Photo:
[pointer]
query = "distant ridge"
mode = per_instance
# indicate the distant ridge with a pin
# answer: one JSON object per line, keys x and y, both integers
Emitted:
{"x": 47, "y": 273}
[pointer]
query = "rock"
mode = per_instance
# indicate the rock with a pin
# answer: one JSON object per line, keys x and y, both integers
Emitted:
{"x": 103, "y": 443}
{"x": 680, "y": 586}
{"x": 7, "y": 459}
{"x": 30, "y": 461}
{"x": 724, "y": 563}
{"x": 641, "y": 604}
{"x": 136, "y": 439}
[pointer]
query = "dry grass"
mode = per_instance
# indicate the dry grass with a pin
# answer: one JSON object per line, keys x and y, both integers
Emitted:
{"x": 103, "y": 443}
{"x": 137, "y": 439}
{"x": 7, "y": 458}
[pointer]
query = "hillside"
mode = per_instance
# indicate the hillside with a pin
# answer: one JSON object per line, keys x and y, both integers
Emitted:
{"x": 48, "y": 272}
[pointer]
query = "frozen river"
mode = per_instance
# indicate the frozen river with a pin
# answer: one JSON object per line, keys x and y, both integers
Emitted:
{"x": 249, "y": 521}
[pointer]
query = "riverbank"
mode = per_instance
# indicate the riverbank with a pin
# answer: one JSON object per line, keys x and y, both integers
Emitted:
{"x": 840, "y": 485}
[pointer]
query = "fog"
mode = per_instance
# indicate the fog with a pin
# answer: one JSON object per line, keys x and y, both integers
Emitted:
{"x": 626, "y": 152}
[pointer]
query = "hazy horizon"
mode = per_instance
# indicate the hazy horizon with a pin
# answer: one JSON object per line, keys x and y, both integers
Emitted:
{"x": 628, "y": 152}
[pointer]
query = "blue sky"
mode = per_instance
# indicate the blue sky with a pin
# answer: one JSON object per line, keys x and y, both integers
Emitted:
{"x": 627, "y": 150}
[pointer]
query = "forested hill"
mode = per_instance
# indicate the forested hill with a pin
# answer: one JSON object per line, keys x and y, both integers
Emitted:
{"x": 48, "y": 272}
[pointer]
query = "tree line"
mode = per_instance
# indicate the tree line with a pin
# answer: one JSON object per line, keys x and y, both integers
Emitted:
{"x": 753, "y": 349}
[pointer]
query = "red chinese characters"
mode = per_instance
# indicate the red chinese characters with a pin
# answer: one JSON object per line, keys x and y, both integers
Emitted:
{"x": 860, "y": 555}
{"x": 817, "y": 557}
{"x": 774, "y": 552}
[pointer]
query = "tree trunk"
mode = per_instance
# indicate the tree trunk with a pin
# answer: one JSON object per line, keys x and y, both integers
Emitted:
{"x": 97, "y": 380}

··········

[ACTIVITY]:
Using the entries, count how many lines contain the string "rock". Write only the number.

[SOLUTION TO THIS PROBLEM]:
2